### What is being asked
Line by line, please look for the word "like" in the following records, then copy each line you find it in.

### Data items
• • • •

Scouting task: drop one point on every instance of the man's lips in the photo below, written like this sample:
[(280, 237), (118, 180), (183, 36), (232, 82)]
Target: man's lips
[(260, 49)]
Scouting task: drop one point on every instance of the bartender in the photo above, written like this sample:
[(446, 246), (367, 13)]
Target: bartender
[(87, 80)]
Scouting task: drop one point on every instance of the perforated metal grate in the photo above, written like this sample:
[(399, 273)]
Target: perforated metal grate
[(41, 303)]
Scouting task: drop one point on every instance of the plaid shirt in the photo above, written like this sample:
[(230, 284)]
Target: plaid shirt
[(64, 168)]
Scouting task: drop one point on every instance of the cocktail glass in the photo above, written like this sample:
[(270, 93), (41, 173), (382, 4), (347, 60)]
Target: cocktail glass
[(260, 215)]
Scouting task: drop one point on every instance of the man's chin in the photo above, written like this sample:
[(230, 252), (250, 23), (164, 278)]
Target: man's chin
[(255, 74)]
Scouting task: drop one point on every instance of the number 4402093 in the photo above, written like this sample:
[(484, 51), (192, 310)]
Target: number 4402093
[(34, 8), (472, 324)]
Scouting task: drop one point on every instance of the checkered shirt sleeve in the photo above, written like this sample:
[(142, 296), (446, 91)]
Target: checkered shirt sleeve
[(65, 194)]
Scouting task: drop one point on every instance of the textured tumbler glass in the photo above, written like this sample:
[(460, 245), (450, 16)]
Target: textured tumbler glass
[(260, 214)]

• • • •

### Answer to this problem
Scouting task: drop one point on every instance of the man's lips in the photo below, written like this sample:
Scouting task: drop one point on every instance of the bartender in the photo above, written like this sample:
Scouting task: drop one point on every instance of the perforated metal grate in the photo above, written like this sample:
Scouting task: drop one point on every instance of the plaid shirt in the photo above, written like this sample:
Scouting task: drop one point on every instance of the cocktail glass in the photo above, written like this sample:
Scouting task: drop one point on every instance of the man's chin in the photo above, written like this sample:
Scouting task: drop one point on every instance of the number 4402093 in the photo above, written like this sample:
Scouting task: drop one point on every instance of the checkered shirt sleeve in the photo above, written like this sample:
Scouting task: drop one point on every instance of the textured tumbler glass in the photo above, written like this sample:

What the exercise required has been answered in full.